Ditjen Pajak Diminta Susun Aturan Terkait Beneficial Owner
Utama

Ditjen Pajak Diminta Susun Aturan Terkait Beneficial Owner

Regulasi yang mengatur terkait informasi mengenai siapa pemilik manfaat yang sebenarnya itu dipersyaratkan Global Forum on Transparency and Exchange of Information OECD dalam asesmen tahap kedua dalam rangka pertukaran informasi (exchange of information) berdasarkan permintaan (on request) yang dilakukan sekira Oktober 2017 mendatang.

Oleh:
Nanda Narendra Putra
Bacaan 2 Menit
Poltak Maruli John Liberty Hutagaol (tengah). Foto: NNP
Poltak Maruli John Liberty Hutagaol (tengah). Foto: NNP
Pemerintah diminta segera menyusun peraturan yang nantinya mewajibkan setiap korporasi untuk memberikan informasi mengenai siapa pemilik manfaat yang sebenarnya (beneficial owner) dari perusahaan. Hal tersebut berkaitan dengan implementasi pertukaran informasi terkait pajak (exchange of information) berdasarkan permintaan.

Direktur Perpajakan Internasional Ditjen Jenderal Pajak Kementerian Keuangan, Poltak Maruli John Liberty Hutagaol, mengatakan, penyusunan regulasi terkait penerima manfaat merupakan mandat Global Forum on Transparency and Exchange of Information OECD. Regulasi tersebut akan menjadi persyaratan tambahan yang akan dinilai oleh Global Forum untuk melihat seberapa transparan Indonesia dari sisi perpajakan.

“Ini menyangkut kesiapan Indonesia menghadapi second round assessment (asesmen tahap kedua) untuk exchange of information on request, ini berdasarkan permintaan,” kata John di kantornya, Jumat (14/7).

Dalam asesmen tahap pertama tahun 2014 sebelumnya, inisiatif terkait beneficial owner ini belum muncul. Pada tahap ini global forum masih fokus meminta syarat yang menyangkut kemudahan akses informasi bagi otoritas pajak. Namun, standar tersebut berubah di mana global forum merevisi kerangka acuan dan memasukan syarat tambahan berupa ketentuan beneficial owner yang wajib dipenuhi negara peserta termasuk Indonesia pada asesmen tahap kedua.

== CUPLIKAN DATA ==

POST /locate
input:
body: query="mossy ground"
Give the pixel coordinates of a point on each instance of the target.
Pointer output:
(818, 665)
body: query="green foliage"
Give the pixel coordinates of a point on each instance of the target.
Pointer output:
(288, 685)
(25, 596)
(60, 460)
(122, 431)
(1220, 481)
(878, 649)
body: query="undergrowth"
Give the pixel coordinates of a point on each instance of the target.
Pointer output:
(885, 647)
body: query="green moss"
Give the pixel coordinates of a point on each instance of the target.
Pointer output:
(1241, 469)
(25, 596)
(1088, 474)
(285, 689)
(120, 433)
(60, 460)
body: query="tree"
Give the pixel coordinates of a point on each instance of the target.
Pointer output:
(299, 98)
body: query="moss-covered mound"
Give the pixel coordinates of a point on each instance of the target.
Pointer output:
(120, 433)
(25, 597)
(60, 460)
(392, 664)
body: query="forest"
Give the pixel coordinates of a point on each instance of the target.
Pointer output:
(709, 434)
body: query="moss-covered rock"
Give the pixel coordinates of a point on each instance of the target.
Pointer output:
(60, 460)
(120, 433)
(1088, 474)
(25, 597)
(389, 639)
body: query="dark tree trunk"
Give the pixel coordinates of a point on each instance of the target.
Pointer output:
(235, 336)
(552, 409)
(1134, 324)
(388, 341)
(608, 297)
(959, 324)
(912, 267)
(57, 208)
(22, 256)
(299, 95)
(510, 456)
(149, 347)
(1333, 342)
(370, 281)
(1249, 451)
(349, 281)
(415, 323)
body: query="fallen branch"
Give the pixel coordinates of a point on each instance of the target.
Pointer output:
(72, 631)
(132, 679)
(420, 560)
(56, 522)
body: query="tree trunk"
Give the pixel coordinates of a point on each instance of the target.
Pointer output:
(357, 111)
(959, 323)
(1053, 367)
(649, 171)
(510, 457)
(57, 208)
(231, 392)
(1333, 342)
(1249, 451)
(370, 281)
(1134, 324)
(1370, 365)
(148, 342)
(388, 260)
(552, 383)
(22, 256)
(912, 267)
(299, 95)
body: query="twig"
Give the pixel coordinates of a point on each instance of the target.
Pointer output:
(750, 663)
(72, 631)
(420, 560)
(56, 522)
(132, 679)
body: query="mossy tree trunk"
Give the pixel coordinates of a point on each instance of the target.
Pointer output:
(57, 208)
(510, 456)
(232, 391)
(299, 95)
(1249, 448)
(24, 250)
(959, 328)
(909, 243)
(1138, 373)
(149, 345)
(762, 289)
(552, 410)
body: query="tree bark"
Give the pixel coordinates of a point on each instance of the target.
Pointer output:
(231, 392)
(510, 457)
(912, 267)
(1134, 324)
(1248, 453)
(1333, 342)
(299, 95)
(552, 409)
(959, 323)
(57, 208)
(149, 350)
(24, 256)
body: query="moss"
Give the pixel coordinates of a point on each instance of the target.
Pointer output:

== DESKRIPSI LATIHAN ==
Terjemahkan kalimat dari berita tentang aturan beneficial owner ini ke dalam bahasa Inggris: "Dalam asesmen tahap pertama tahun 2014 sebelumnya, inisiatif terkait beneficial owner ini belum muncul."

== JAWABAN LATIHAN ==
In the earlier first-stage assessment in 2014, this beneficial owner initiative had not yet emerged.